TASK DATA ::
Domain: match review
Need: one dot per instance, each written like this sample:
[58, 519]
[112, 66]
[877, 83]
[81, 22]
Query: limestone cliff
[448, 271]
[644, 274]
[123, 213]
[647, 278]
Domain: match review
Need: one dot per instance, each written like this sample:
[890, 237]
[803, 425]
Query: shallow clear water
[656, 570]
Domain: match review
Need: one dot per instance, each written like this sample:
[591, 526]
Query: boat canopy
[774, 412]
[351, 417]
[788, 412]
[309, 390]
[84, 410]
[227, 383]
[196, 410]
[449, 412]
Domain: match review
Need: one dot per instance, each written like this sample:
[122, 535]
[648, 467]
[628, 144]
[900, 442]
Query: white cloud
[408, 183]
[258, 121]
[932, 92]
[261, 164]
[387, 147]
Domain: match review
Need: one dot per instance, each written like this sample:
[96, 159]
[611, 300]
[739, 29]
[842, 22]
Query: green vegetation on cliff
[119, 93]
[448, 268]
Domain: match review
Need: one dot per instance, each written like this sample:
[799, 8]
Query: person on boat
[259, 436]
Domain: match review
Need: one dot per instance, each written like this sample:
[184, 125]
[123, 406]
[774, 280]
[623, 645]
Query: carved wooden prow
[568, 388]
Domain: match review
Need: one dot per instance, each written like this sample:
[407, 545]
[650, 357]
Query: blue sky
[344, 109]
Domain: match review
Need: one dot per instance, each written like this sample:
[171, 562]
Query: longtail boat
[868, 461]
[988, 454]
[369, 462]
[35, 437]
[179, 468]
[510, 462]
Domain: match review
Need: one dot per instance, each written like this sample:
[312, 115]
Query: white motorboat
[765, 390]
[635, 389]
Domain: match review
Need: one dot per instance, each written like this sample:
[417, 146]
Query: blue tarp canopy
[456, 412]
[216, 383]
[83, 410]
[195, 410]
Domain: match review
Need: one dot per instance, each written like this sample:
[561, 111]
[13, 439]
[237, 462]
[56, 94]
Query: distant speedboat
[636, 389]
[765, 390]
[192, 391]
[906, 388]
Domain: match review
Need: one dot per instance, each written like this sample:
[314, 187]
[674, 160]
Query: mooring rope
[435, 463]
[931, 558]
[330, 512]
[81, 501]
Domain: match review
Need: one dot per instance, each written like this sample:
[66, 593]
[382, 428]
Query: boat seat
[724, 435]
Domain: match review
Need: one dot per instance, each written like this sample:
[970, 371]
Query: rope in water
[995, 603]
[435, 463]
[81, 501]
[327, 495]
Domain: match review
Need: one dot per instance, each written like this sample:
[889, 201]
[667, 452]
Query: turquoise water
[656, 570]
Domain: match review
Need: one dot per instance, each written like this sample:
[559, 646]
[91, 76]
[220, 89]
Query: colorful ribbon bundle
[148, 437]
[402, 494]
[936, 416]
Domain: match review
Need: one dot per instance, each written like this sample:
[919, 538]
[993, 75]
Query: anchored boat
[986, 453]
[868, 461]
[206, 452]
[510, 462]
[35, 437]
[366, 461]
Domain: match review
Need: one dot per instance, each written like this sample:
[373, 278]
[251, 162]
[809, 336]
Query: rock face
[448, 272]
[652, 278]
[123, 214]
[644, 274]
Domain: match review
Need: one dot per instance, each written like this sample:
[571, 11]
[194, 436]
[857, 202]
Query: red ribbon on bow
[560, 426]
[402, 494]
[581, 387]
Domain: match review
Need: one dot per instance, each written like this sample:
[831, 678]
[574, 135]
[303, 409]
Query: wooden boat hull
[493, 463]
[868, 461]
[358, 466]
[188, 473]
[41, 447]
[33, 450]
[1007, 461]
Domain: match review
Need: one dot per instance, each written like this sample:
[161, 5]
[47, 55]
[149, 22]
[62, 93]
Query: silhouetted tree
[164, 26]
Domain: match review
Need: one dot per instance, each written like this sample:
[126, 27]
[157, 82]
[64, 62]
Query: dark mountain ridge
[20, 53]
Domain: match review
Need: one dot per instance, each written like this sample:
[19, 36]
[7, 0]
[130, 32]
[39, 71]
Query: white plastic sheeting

PROBLEM :: Report each line of the material above that contains the word "cliff", copying every such line in full.

THE RESULT ::
Query: limestone cliff
Query: green vegetation on cliff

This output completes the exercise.